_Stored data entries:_

━━━━━━━━━━

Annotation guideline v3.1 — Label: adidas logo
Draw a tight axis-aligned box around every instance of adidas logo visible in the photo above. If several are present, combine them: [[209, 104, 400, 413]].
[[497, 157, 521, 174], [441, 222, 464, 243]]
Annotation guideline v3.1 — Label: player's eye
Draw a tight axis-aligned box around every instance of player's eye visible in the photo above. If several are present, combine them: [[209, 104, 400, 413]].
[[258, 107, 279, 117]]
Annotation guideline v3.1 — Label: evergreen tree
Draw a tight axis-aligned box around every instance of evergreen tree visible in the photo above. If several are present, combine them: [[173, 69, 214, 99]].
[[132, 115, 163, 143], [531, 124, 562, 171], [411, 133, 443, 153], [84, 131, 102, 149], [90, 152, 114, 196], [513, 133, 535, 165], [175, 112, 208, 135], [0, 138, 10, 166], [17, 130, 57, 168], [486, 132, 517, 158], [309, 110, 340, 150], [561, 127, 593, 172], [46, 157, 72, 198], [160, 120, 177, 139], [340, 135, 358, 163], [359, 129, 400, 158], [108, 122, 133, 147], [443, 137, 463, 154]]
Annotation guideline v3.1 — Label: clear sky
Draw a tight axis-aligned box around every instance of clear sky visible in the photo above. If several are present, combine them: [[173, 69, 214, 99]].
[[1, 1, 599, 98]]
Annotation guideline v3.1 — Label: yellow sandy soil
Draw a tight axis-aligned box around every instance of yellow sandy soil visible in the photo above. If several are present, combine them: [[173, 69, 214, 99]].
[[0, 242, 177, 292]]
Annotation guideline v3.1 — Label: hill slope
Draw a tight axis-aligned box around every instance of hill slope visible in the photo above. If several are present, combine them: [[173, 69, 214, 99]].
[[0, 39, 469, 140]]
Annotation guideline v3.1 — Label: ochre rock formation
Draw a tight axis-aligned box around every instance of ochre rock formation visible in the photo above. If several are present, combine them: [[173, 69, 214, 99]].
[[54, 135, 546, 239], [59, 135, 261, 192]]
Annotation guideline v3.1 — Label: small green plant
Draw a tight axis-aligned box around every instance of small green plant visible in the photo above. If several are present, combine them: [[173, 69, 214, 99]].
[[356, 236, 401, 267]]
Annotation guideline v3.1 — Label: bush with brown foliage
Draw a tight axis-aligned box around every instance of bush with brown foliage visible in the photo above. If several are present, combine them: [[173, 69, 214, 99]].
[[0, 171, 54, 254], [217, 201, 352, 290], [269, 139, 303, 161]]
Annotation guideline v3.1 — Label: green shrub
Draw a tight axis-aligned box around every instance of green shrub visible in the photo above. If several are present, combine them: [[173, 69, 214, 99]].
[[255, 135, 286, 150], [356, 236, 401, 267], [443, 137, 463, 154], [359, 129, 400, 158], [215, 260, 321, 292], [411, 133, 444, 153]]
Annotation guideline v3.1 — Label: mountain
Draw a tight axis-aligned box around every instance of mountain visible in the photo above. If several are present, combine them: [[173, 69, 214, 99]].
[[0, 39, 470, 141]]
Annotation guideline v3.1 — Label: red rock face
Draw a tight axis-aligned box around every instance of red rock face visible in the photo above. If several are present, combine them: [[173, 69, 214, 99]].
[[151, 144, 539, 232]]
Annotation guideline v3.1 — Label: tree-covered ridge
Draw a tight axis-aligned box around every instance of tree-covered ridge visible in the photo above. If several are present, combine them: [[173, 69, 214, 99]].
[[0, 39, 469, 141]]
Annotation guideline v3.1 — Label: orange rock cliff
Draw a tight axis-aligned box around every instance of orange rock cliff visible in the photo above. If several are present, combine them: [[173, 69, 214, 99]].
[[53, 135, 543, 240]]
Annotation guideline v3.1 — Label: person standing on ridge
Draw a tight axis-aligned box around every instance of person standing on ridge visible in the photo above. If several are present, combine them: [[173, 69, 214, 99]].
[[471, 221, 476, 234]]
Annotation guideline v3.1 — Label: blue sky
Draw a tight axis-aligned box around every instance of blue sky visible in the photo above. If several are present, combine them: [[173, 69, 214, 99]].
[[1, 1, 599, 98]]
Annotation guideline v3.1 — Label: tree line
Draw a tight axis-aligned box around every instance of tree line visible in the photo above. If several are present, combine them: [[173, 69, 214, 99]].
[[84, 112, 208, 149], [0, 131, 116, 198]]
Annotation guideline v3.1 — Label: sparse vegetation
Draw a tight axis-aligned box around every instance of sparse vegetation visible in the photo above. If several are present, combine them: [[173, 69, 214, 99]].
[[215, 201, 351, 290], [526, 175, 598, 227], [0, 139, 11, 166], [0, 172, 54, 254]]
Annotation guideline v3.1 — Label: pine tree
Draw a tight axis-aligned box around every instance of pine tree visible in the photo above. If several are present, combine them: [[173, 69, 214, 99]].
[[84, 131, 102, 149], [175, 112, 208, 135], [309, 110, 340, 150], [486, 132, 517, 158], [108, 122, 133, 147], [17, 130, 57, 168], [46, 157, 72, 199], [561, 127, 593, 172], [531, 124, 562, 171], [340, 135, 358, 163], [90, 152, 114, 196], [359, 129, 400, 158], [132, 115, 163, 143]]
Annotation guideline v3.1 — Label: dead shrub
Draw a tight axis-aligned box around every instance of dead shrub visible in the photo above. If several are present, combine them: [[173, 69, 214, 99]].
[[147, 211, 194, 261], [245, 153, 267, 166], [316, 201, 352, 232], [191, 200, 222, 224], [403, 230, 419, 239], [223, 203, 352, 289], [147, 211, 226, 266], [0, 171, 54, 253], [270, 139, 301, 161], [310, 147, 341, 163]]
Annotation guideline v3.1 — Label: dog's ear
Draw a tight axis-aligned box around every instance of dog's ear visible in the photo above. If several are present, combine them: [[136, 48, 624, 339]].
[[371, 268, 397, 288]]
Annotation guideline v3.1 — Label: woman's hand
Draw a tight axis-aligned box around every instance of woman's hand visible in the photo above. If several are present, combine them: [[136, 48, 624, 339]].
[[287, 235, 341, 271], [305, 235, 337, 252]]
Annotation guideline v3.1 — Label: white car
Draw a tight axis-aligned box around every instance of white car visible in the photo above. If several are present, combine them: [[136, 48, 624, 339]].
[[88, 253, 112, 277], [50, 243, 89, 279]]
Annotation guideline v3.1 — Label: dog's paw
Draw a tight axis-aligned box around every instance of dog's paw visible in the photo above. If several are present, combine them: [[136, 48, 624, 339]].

━━━━━━━━━━

_TASK STATEMENT:_ Only the lines above from the line containing "Annotation guideline v3.1 — Label: tree-covered" through the line containing "Annotation guideline v3.1 — Label: blue sky" should be retyped, exactly and with both ends included.

_EXERCISE OUTPUT:_
Annotation guideline v3.1 — Label: tree-covered ridge
Draw a tight axis-aligned box around every instance of tree-covered ridge visible in the photo above. If several are present, combine them: [[173, 69, 214, 99]].
[[0, 39, 469, 141]]
Annotation guideline v3.1 — Label: orange rock cliff
Draw a tight axis-aligned box around every instance of orange rock cliff visible in the photo above. If several are present, combine them: [[173, 69, 214, 99]].
[[53, 135, 543, 240]]
Annotation guideline v3.1 — Label: person standing on ridge
Draw a tight axis-aligned box around every instance of person standing on ridge visible in the photo above. If several are present, combine them: [[173, 69, 214, 99]].
[[471, 221, 476, 234]]
Annotation guideline v3.1 — Label: blue sky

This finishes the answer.